Engineering company Weir Group posted a 71% fall in annual profit, pinned on exceptional acquisition and restructuring costs.
Pre-tax profit for the year through December fell to £53m, even as revenue rose 15% to £2.45bn.
One-off charges included £94m in relation to the acquisition of ESCO, including an inventory write-down and acquisition and integration costs.
A legacy product warranty issue in the oil and gas division led to an exceptional charge of £24m, while restructuring charges of £29m were also recorded during the period.
Underlying pre-tax profit rose 22% to £310m and the company declared annual dividends of 46.2p per share, up 5% on-year.
'The last year has been transformational for the group,' chief executive Jon Stanton said.

• DATA:

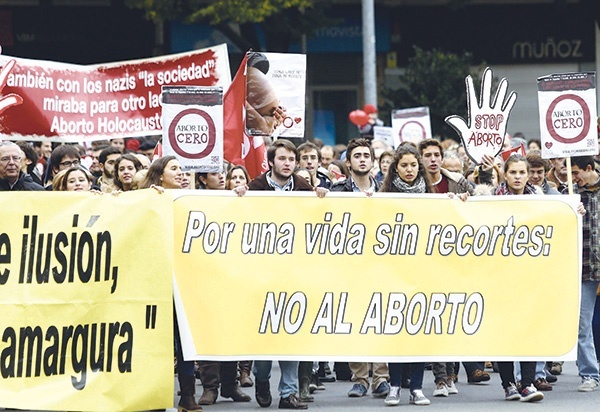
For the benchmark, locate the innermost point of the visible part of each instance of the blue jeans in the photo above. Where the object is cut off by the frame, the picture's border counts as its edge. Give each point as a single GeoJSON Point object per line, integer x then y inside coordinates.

• SET TASKS:
1. List every one-off charge named in the Weir Group results report, with its amount.
2. In the Weir Group results report, take the part starting at "Engineering company Weir" and ending at "during the period.", and write it out again with "restructuring" changed to "reorganization".

• TASK-BY-TASK SOLUTIONS:
1.
- £94m related to the acquisition of ESCO, including an inventory write-down and acquisition and integration costs
- £24m exceptional charge for a legacy product warranty issue in the oil and gas division
- £29m in restructuring charges

2.
Engineering company Weir Group posted a 71% fall in annual profit, pinned on exceptional acquisition and reorganization costs.
Pre-tax profit for the year through December fell to £53m, even as revenue rose 15% to £2.45bn.
One-off charges included £94m in relation to the acquisition of ESCO, including an inventory write-down and acquisition and integration costs.
A legacy product warranty issue in the oil and gas division led to an exceptional charge of £24m, while reorganization charges of £29m were also recorded during the period.